Start of SOURCE MATERIAL

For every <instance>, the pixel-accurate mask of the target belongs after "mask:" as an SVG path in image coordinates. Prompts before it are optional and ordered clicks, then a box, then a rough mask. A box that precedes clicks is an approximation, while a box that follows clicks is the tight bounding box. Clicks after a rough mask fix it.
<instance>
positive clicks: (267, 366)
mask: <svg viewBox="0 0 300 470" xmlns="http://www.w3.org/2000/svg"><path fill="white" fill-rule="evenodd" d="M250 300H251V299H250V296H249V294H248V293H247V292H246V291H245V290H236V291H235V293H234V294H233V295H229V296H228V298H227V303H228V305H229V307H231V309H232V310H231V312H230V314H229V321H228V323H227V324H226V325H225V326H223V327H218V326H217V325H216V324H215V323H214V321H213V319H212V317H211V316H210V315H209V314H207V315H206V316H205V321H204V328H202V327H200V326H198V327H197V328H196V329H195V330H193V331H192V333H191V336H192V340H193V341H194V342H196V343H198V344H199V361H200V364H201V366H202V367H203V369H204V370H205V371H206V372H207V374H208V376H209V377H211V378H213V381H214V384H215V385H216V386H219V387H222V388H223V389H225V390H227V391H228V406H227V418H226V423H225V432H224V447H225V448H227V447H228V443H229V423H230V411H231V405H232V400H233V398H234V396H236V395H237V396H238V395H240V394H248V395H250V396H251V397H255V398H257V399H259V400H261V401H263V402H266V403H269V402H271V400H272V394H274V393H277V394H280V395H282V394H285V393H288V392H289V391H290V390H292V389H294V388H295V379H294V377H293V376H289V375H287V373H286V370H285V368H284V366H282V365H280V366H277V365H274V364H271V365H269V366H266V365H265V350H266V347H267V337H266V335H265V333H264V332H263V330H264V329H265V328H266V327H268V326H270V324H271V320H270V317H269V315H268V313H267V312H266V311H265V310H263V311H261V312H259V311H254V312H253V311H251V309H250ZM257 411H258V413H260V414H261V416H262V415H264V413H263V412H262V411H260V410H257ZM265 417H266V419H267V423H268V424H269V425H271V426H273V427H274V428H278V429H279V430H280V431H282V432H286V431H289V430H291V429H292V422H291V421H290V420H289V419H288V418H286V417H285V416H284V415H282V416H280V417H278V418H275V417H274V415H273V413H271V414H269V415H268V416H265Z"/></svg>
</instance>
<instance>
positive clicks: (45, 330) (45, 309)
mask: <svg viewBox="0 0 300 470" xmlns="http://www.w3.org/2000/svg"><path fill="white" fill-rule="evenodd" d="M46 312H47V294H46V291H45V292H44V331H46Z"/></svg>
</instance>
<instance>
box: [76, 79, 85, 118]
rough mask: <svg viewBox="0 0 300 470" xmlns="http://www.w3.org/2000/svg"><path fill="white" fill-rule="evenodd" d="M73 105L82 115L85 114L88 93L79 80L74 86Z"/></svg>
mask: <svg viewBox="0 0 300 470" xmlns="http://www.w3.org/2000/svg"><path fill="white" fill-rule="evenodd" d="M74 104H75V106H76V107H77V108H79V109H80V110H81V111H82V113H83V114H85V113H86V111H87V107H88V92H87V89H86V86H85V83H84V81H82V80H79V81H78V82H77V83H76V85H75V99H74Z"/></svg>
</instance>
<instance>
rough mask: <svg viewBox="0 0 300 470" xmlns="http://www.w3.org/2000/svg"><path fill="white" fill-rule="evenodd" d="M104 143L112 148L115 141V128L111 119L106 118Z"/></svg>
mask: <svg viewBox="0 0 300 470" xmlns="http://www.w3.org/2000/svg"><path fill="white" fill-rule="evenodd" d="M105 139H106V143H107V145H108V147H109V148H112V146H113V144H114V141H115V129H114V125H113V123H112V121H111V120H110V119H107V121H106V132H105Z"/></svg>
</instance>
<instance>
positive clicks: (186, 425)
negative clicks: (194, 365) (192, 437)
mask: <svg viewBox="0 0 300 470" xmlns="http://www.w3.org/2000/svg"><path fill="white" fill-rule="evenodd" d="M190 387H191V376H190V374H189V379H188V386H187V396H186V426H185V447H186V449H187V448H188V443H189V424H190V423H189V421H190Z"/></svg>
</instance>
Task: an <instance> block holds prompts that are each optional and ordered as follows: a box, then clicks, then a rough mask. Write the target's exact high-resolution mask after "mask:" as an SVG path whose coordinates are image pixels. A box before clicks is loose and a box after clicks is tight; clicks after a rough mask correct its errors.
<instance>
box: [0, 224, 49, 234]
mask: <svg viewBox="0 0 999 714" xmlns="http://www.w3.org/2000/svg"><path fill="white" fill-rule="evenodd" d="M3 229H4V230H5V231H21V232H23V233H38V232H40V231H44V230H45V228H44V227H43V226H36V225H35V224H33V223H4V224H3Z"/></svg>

End of SOURCE MATERIAL

• **WHAT THE TASK ASKS**:
A complete, exact repeat of the records is the required answer.

• **OUTPUT**:
For every <instance>, the pixel-accurate mask of the target belongs after "mask:" as an SVG path in image coordinates. Prompts before it are optional and ordered clicks, then a box, then a rough mask. A box that precedes clicks is an approximation, while a box that follows clicks is the tight bounding box. Clicks after a rough mask fix it.
<instance>
positive clicks: (267, 366)
mask: <svg viewBox="0 0 300 470" xmlns="http://www.w3.org/2000/svg"><path fill="white" fill-rule="evenodd" d="M250 300H251V299H250V296H249V294H248V293H247V292H246V291H245V290H236V291H235V293H234V294H233V295H229V296H228V298H227V303H228V305H229V307H231V309H232V310H231V312H230V314H229V321H228V323H227V324H226V325H225V326H223V327H218V326H217V325H216V324H215V323H214V321H213V319H212V317H211V316H210V315H209V314H207V315H206V316H205V321H204V328H202V327H200V326H198V327H197V328H196V329H195V330H193V331H192V333H191V336H192V340H193V341H194V342H196V343H198V344H199V361H200V364H201V366H202V367H203V369H204V370H205V371H206V372H207V374H208V376H209V377H211V378H213V381H214V384H215V385H216V386H219V387H222V388H223V389H225V390H227V391H228V406H227V418H226V423H225V432H224V447H225V448H227V447H228V443H229V423H230V411H231V405H232V400H233V398H234V396H236V395H237V396H238V395H240V394H248V395H250V396H251V397H255V398H257V399H259V400H261V401H263V402H266V403H269V402H271V400H272V394H274V393H277V394H280V395H282V394H285V393H288V392H289V391H290V390H292V389H294V388H295V379H294V377H293V376H289V375H287V373H286V370H285V368H284V366H282V365H280V366H277V365H274V364H271V365H269V366H266V365H265V350H266V347H267V337H266V335H265V333H264V332H263V330H264V329H265V328H266V327H268V326H270V324H271V320H270V317H269V315H268V313H267V312H266V311H265V310H263V311H261V312H259V311H254V312H253V311H251V309H250ZM257 411H258V413H260V414H261V416H262V415H264V413H263V412H262V411H260V410H257ZM265 417H266V419H267V423H268V424H269V425H271V426H273V427H274V428H278V429H279V430H280V431H282V432H286V431H289V430H291V429H292V422H291V421H290V420H289V419H288V418H286V417H285V416H284V415H282V416H280V417H278V418H275V417H274V415H273V413H271V414H269V415H268V416H265Z"/></svg>
</instance>
<instance>
positive clicks: (45, 330) (45, 309)
mask: <svg viewBox="0 0 300 470" xmlns="http://www.w3.org/2000/svg"><path fill="white" fill-rule="evenodd" d="M46 312H47V294H46V291H45V292H44V331H46Z"/></svg>
</instance>
<instance>
box: [76, 79, 85, 118]
rough mask: <svg viewBox="0 0 300 470" xmlns="http://www.w3.org/2000/svg"><path fill="white" fill-rule="evenodd" d="M73 105L82 115L85 114L88 93L79 80L74 86Z"/></svg>
mask: <svg viewBox="0 0 300 470" xmlns="http://www.w3.org/2000/svg"><path fill="white" fill-rule="evenodd" d="M74 104H75V106H76V107H77V108H79V109H80V110H81V111H82V113H83V114H85V113H86V111H87V107H88V92H87V89H86V86H85V83H84V81H82V80H79V81H78V82H77V83H76V85H75V99H74Z"/></svg>
</instance>
<instance>
rough mask: <svg viewBox="0 0 300 470" xmlns="http://www.w3.org/2000/svg"><path fill="white" fill-rule="evenodd" d="M104 143L112 148L115 141V128L111 119L106 118Z"/></svg>
mask: <svg viewBox="0 0 300 470" xmlns="http://www.w3.org/2000/svg"><path fill="white" fill-rule="evenodd" d="M105 139H106V143H107V145H108V147H109V148H112V146H113V144H114V141H115V129H114V125H113V123H112V121H111V120H110V119H107V121H106V132H105Z"/></svg>
</instance>
<instance>
positive clicks: (186, 425)
negative clicks: (194, 365) (192, 437)
mask: <svg viewBox="0 0 300 470" xmlns="http://www.w3.org/2000/svg"><path fill="white" fill-rule="evenodd" d="M190 387H191V376H190V374H189V379H188V386H187V396H186V426H185V447H186V449H187V448H188V443H189V424H190V423H189V421H190Z"/></svg>
</instance>
Task: an <instance> block holds prompts that are each optional and ordered as follows: a box, then clicks, then a rough mask. Write the target's exact high-resolution mask after "mask:" as an SVG path whose coordinates are image pixels. A box before clicks is loose and a box after clicks is tight; clicks after a rough mask correct its errors.
<instance>
box: [0, 224, 49, 234]
mask: <svg viewBox="0 0 999 714" xmlns="http://www.w3.org/2000/svg"><path fill="white" fill-rule="evenodd" d="M3 229H4V230H5V231H21V232H23V233H38V232H40V231H44V230H45V228H44V227H43V226H36V225H35V224H33V223H4V224H3Z"/></svg>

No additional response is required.